Source excerpt >>

A little over 20 years ago, the Unemployment Compensation Amendments of 1992 (“UCA”) imposed a requirement that all qualified retirement plans allow a direct rollover option out of the plan. However, UCA did not require that qualified retirement plans accept rollover contributions into the plan.
If a plan sponsor does elect to accept rollover contributions into its plan, certain regulations require that the plan administrator of the recipient plan “reasonably conclude” that the rollover is an “eligible rollover distribution” (essentially a permissible rollover from a tax-qualified plan or “individual retirement account” (“IRA”)) in order to be able to assume that such amount does not jeopardize the plan’s tax-qualified status. In addition, if the plan administrator later learns that the rollover was not an eligible rollover contribution, the plan administrator must distribute the rolled-over amount, adjusted for earnings, back to the contributing participant within a reasonable amount of time.
Unfortunately, the requirements above have certain limitations. The primary concern is that the plan administrator of a recipient plan generally lacks the direct knowledge necessary to determine whether a rollover it receives actually is an eligible rollover contribution. As a result, existing guidance provides various “due diligence” procedures under which a plan administrator will be deemed to have “reasonably concluded” that a tendered rollover is an eligible rollover from a qualified plan.
The procedures provided by the IRS in relation to this issue describe various fact patterns of acceptable plan administrator actions in this context that involve things such as: obtaining letters from the transferring plan or IRA regarding such plan’s or IRA’s qualified status; certain factual representations from the transferring participant regarding compliance with the applicable rules; and/or supporting documentation from the transferring plan or IRA. Absent facts which demonstrate a qualification / compliance issue, a plan administrator who follows the procedures highlighted above in connection with the current guidance may treat a rollover contribution into its plan as an eligible rollover contribution from a qualified source.
Notwithstanding the foregoing, the fact that qualified plans are not required to accept rollovers into the plan combined with the complication of evaluating the qualification of rollover contributions received has served to discourage some plan sponsors from accepting rollovers into their qualified plans. As a result, the IRS has revisited this issue in order to update and purportedly simplify some of the guidance on what a plan administrator must do in order to satisfy its due diligence requirements on this issue.

What is asked >>
#1 In the retirement plan rollover excerpt, what did the Unemployment Compensation Amendments of 1992 require all qualified retirement plans to allow?
#2 Repeat the rollover excerpt word for word from "Unfortunately, the requirements" up to and including "a qualified plan.".

Supplied information >>
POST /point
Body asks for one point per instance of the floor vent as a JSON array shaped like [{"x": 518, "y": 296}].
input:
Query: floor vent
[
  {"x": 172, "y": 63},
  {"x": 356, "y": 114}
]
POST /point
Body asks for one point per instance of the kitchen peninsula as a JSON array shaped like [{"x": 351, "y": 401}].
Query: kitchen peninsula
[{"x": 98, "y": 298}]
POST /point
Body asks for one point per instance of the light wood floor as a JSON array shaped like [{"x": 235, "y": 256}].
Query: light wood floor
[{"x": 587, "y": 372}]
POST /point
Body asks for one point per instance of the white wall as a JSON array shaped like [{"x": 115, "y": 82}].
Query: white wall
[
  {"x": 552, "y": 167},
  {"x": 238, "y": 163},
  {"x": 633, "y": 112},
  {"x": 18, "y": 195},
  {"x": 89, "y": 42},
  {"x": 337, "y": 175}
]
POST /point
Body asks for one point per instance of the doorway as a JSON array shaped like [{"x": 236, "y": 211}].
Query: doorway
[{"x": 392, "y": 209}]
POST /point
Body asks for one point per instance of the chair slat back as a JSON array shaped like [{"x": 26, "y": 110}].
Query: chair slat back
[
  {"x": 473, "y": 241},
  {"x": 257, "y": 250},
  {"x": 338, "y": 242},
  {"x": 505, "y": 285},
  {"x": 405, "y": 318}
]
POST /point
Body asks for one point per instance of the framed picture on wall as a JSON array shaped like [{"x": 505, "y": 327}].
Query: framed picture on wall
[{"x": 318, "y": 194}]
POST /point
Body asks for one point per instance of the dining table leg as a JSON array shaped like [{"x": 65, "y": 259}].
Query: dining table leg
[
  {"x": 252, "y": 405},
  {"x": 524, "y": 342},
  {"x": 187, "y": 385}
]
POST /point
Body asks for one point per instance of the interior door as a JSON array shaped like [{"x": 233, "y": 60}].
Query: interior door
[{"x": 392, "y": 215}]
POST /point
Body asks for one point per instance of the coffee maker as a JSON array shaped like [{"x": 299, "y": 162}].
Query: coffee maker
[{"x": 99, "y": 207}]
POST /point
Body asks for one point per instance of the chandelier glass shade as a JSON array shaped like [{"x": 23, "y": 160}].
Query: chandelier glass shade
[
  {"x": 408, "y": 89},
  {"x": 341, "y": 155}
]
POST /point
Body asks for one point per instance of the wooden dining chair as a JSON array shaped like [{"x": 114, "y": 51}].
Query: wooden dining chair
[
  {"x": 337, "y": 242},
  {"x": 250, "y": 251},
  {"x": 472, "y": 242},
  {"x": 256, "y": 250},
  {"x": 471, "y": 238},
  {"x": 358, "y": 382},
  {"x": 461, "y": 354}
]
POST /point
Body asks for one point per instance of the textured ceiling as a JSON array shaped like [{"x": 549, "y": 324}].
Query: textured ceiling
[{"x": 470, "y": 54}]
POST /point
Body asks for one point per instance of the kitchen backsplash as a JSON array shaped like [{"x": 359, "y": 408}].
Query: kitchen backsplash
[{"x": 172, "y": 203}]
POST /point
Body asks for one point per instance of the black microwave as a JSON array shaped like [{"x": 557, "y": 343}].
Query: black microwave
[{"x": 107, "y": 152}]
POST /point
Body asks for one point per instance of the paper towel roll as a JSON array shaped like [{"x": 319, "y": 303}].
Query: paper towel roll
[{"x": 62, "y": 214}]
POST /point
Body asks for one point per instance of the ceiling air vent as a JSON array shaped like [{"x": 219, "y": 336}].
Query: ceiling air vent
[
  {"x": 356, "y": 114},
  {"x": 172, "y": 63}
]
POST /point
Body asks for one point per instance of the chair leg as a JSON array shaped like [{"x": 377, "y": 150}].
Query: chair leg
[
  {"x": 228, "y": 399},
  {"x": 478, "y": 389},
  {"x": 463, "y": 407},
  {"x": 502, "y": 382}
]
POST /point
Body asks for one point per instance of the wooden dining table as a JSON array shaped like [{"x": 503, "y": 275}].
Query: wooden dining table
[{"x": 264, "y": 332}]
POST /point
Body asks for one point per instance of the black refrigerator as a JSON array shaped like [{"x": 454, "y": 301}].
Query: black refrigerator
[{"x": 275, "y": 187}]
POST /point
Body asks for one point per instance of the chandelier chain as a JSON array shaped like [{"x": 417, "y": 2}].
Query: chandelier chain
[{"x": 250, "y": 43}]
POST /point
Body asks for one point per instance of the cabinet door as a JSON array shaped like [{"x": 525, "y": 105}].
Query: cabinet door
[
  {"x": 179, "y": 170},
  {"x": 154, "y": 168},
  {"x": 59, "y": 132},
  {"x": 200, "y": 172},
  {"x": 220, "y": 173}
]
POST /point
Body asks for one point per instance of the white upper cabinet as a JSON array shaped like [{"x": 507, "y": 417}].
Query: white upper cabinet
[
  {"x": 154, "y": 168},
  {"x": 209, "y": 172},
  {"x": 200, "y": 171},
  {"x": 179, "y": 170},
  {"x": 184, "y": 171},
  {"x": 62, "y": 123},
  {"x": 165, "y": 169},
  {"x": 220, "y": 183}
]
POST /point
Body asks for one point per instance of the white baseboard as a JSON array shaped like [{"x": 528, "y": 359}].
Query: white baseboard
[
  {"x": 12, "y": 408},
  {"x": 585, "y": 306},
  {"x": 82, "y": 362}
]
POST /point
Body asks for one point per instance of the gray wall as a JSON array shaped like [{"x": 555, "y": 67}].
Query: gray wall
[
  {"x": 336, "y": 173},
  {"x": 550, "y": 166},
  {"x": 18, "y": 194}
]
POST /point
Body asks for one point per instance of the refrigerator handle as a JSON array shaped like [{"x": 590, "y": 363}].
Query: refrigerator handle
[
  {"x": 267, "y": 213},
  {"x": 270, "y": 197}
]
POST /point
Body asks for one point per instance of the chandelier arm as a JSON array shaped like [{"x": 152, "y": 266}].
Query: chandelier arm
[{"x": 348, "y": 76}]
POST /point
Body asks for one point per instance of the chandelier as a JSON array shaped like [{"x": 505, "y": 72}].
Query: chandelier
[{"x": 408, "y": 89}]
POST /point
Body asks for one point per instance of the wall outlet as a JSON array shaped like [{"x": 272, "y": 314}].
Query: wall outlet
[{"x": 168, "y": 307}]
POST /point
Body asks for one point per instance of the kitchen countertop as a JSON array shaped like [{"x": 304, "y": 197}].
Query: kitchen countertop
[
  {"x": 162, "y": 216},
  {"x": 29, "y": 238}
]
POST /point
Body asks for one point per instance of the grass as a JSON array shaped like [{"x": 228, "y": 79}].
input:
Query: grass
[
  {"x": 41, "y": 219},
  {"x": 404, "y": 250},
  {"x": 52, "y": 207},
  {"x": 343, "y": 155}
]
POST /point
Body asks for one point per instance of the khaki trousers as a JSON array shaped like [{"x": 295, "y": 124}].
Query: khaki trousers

Solutions to the tasks >>
#1 A direct rollover option out of the plan.

#2
Unfortunately, the requirements above have certain limitations. The primary concern is that the plan administrator of a recipient plan generally lacks the direct knowledge necessary to determine whether a rollover it receives actually is an eligible rollover contribution. As a result, existing guidance provides various “due diligence” procedures under which a plan administrator will be deemed to have “reasonably concluded” that a tendered rollover is an eligible rollover from a qualified plan.